[Saved entries]

• • • • • • •

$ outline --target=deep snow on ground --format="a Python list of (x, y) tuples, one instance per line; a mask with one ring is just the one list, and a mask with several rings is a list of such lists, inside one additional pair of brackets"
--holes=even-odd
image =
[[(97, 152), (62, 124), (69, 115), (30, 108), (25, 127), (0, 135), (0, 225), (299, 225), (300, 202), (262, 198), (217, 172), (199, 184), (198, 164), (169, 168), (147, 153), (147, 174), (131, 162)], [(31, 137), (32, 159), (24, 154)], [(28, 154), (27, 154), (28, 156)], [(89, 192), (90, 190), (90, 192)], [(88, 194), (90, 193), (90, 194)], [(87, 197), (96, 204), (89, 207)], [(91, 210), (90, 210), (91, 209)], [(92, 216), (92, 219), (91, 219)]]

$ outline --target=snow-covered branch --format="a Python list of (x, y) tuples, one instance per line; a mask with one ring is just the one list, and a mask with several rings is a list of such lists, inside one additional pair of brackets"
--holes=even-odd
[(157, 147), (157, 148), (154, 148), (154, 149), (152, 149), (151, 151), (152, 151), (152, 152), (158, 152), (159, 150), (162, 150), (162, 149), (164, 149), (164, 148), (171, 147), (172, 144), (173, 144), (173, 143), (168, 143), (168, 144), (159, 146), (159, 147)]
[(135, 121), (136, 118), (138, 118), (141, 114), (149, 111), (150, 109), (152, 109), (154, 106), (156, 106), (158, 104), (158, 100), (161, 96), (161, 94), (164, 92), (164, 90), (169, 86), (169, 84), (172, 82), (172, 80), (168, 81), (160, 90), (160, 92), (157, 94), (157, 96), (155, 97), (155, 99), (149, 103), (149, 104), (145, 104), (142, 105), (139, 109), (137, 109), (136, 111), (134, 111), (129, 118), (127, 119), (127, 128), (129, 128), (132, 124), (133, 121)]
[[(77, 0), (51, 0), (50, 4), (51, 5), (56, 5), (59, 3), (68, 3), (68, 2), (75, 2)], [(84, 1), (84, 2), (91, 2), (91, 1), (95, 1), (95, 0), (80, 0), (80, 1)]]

• • • • • • •

* [ABOUT THIS EXERCISE]
Look through the records above for the string "format", then copy every line that has it.

* [SOLUTION FOR THIS PROBLEM]
$ outline --target=deep snow on ground --format="a Python list of (x, y) tuples, one instance per line; a mask with one ring is just the one list, and a mask with several rings is a list of such lists, inside one additional pair of brackets"
$ outline --target=snow-covered branch --format="a Python list of (x, y) tuples, one instance per line; a mask with one ring is just the one list, and a mask with several rings is a list of such lists, inside one additional pair of brackets"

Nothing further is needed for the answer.